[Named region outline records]

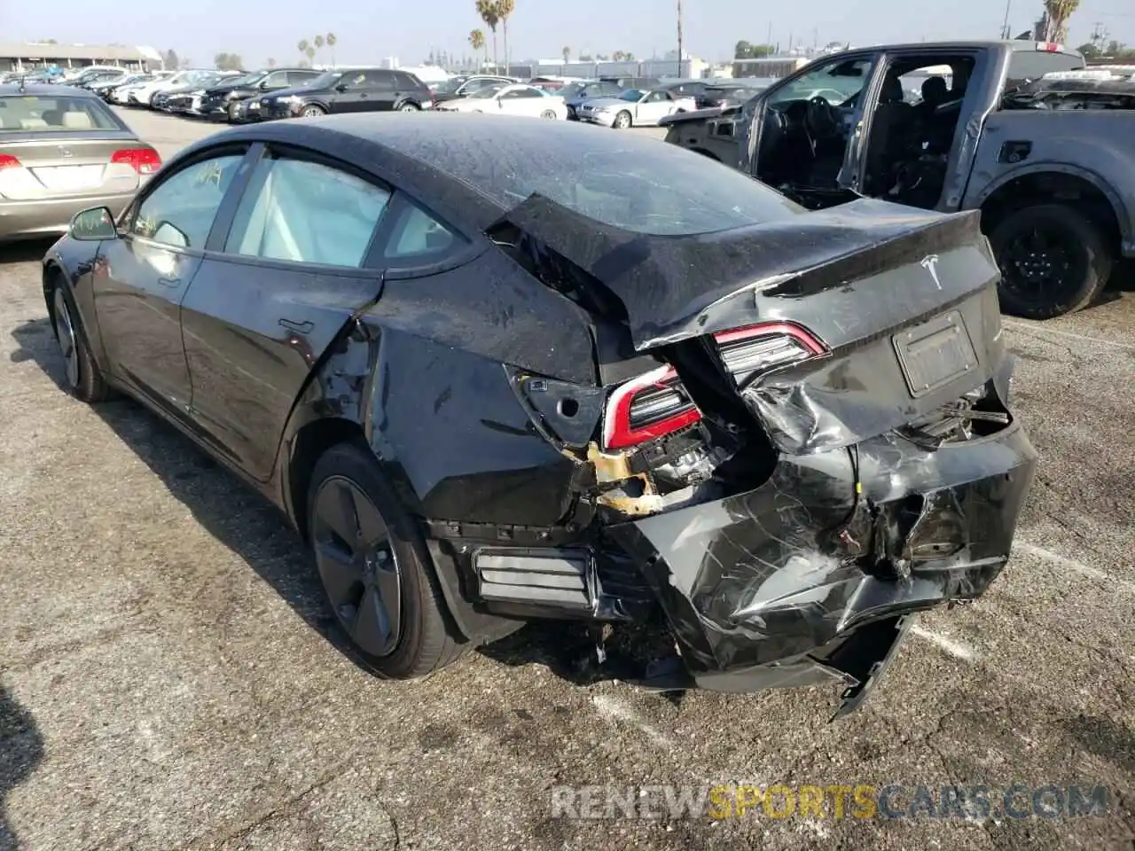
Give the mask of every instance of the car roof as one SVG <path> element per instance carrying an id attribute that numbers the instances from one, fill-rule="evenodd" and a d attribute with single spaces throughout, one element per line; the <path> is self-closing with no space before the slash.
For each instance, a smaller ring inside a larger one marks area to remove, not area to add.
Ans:
<path id="1" fill-rule="evenodd" d="M 20 86 L 19 83 L 0 83 L 0 95 L 9 94 L 42 94 L 52 98 L 94 98 L 95 100 L 99 98 L 90 90 L 76 89 L 75 86 L 57 86 L 50 83 L 28 83 L 26 86 Z"/>
<path id="2" fill-rule="evenodd" d="M 443 216 L 486 228 L 507 208 L 477 187 L 486 170 L 547 158 L 564 161 L 588 149 L 645 153 L 672 151 L 657 140 L 625 133 L 596 133 L 577 121 L 470 112 L 352 112 L 302 121 L 267 121 L 213 134 L 183 149 L 163 167 L 199 155 L 202 149 L 235 141 L 266 141 L 311 148 L 355 163 L 420 196 Z M 657 148 L 656 148 L 657 146 Z"/>

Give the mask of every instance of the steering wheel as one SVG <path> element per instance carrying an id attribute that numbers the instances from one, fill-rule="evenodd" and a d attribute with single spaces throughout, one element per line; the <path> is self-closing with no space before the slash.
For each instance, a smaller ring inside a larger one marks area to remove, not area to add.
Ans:
<path id="1" fill-rule="evenodd" d="M 805 121 L 813 138 L 827 138 L 840 132 L 840 118 L 835 108 L 818 94 L 808 101 Z"/>

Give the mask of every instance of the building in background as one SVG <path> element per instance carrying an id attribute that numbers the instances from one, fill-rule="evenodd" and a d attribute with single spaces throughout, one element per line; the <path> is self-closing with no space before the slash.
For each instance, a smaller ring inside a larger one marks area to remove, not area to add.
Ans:
<path id="1" fill-rule="evenodd" d="M 161 53 L 153 48 L 129 44 L 58 44 L 54 42 L 0 41 L 0 71 L 33 68 L 82 68 L 87 65 L 118 65 L 129 70 L 161 67 Z"/>

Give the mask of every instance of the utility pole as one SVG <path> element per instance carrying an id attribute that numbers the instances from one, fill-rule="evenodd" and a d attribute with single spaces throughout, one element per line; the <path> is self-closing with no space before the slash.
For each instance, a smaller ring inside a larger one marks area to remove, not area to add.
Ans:
<path id="1" fill-rule="evenodd" d="M 678 76 L 682 76 L 682 0 L 678 0 Z"/>

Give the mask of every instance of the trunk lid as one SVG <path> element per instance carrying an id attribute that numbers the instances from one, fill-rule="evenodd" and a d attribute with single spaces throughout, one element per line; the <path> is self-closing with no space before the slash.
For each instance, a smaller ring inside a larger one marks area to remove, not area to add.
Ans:
<path id="1" fill-rule="evenodd" d="M 783 453 L 850 446 L 933 418 L 1002 360 L 998 268 L 976 212 L 863 200 L 659 237 L 533 196 L 506 224 L 586 271 L 572 281 L 588 290 L 585 306 L 625 322 L 636 351 L 673 365 L 704 415 L 742 428 L 755 416 Z M 738 338 L 753 328 L 756 337 Z M 782 365 L 739 365 L 773 362 L 762 347 L 774 354 L 793 329 L 819 345 Z"/>
<path id="2" fill-rule="evenodd" d="M 140 148 L 125 132 L 108 130 L 81 138 L 53 133 L 5 135 L 0 155 L 15 157 L 19 166 L 0 168 L 0 197 L 39 201 L 56 197 L 120 195 L 138 187 L 138 172 L 129 162 L 112 162 L 116 151 Z"/>

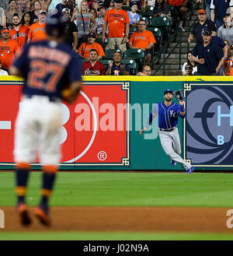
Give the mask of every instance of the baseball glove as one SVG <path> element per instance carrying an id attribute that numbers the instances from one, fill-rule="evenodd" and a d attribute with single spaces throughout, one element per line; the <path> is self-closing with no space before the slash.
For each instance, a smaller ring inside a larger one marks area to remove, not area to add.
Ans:
<path id="1" fill-rule="evenodd" d="M 185 101 L 185 97 L 183 96 L 181 89 L 178 89 L 173 92 L 173 95 L 178 101 Z"/>

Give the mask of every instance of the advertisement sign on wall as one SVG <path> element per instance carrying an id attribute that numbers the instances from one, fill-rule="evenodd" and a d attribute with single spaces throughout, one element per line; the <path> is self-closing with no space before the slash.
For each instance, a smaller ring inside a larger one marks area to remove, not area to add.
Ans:
<path id="1" fill-rule="evenodd" d="M 129 82 L 85 82 L 77 100 L 62 103 L 61 166 L 129 166 Z M 13 163 L 22 82 L 0 86 L 0 163 Z M 10 95 L 10 99 L 9 96 Z"/>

■ **TASK BRIEF**
Update the records above by changing every "area to remove" to "area to subtract" and leaving the rest of the text unchanged. Leave the pictures out of your answer.

■ **TASK ANSWER**
Give the mask of every instance of the car roof as one SVG <path> element per instance carrying an id attribute that numbers the instances from one, fill-rule="evenodd" and a d attribute with single spaces throughout, one element per line; the <path> is self-closing with no space before the slash.
For each instance, a smaller ring inside a larger one marks area to subtract, not area to add.
Ans:
<path id="1" fill-rule="evenodd" d="M 20 86 L 19 83 L 0 83 L 0 95 L 9 94 L 42 94 L 52 98 L 94 98 L 95 100 L 99 98 L 90 90 L 76 89 L 75 86 L 57 86 L 50 83 L 28 83 L 26 86 Z"/>
<path id="2" fill-rule="evenodd" d="M 443 216 L 486 228 L 507 208 L 477 187 L 486 170 L 547 158 L 564 161 L 588 149 L 645 153 L 672 151 L 657 140 L 625 133 L 596 133 L 577 121 L 470 112 L 352 112 L 302 121 L 267 121 L 213 134 L 183 149 L 163 167 L 199 155 L 202 149 L 235 141 L 266 141 L 311 148 L 355 163 L 420 196 Z M 657 148 L 656 148 L 657 146 Z"/>

Give the mask of every instance of the steering wheel as one SVG <path> element per instance carrying an id attribute that numbers the instances from one, fill-rule="evenodd" and a d attribute with single spaces throughout, one element per line; the <path> is self-closing with no space before the slash.
For each instance, a smaller ring inside a larger one marks area to subtract, not area to add.
Ans:
<path id="1" fill-rule="evenodd" d="M 805 121 L 813 138 L 827 138 L 840 132 L 840 118 L 835 108 L 818 94 L 808 101 Z"/>

Give the mask of every instance of the building in background as one SVG <path> element per instance carrying an id attribute that numbers the instances from one, fill-rule="evenodd" and a d attribute with single spaces throughout, one element per line; the <path> is self-closing with no space before the slash.
For each instance, a smaller ring inside a larger one marks area to subtract, not area to add.
Ans:
<path id="1" fill-rule="evenodd" d="M 161 53 L 153 48 L 129 44 L 58 44 L 54 42 L 0 41 L 0 71 L 33 68 L 82 68 L 87 65 L 118 65 L 129 70 L 161 67 Z"/>

Give the mask of every instance of the utility pole as one SVG <path> element per instance carrying an id attribute that numbers the instances from one, fill-rule="evenodd" and a d attribute with single spaces throughout, one element per line; the <path> is self-closing with no space before the slash.
For each instance, a smaller ring inside a larger one marks area to subtract, not area to add.
Ans:
<path id="1" fill-rule="evenodd" d="M 678 76 L 682 76 L 682 0 L 678 0 Z"/>

Give the mask of every instance of the trunk lid as one SVG <path> element per instance carrying an id attribute that numbers the instances from one, fill-rule="evenodd" and a d attribute with single spaces throughout, one element per line; the <path> is self-closing with no space before the slash.
For each instance, a smaller ring inside a larger one marks area to subtract, not area to add.
Ans:
<path id="1" fill-rule="evenodd" d="M 783 453 L 850 446 L 933 418 L 1002 360 L 998 268 L 976 212 L 863 200 L 659 237 L 533 196 L 506 224 L 586 271 L 572 281 L 588 290 L 585 306 L 625 322 L 636 351 L 673 365 L 704 415 L 742 428 L 755 416 Z M 738 338 L 753 328 L 756 337 Z M 782 365 L 739 365 L 773 362 L 762 347 L 774 354 L 793 329 L 819 345 Z"/>
<path id="2" fill-rule="evenodd" d="M 140 148 L 125 132 L 108 130 L 81 138 L 53 133 L 5 135 L 0 155 L 15 157 L 19 166 L 0 168 L 0 197 L 39 201 L 56 197 L 120 195 L 138 187 L 138 172 L 129 162 L 112 162 L 116 151 Z"/>

Give the mask of every instance of the baseball glove as one SVG <path> element per instance carrying an id attribute that numbers the instances from one, fill-rule="evenodd" and a d attribute with single spaces throughout, one element per line; the <path> is self-closing with no space before the slash.
For each instance, a smaller ring inside a larger one marks area to subtract, not area to add.
Ans:
<path id="1" fill-rule="evenodd" d="M 185 101 L 185 97 L 183 96 L 181 89 L 178 89 L 173 92 L 173 95 L 178 101 Z"/>

Give the mask of every instance of the advertisement sign on wall as one SVG <path> element per instance carrying an id attribute that numbers the instances from one, fill-rule="evenodd" and a d attribute with single spaces throughout, one element per line; the <path> is self-closing with no space before the slash.
For each instance, a smaller ring inside a larger one marks area to subtract, not area to add.
Ans:
<path id="1" fill-rule="evenodd" d="M 129 82 L 85 82 L 77 100 L 62 103 L 61 166 L 129 166 Z M 13 163 L 22 82 L 0 86 L 0 163 Z M 10 95 L 10 99 L 9 96 Z"/>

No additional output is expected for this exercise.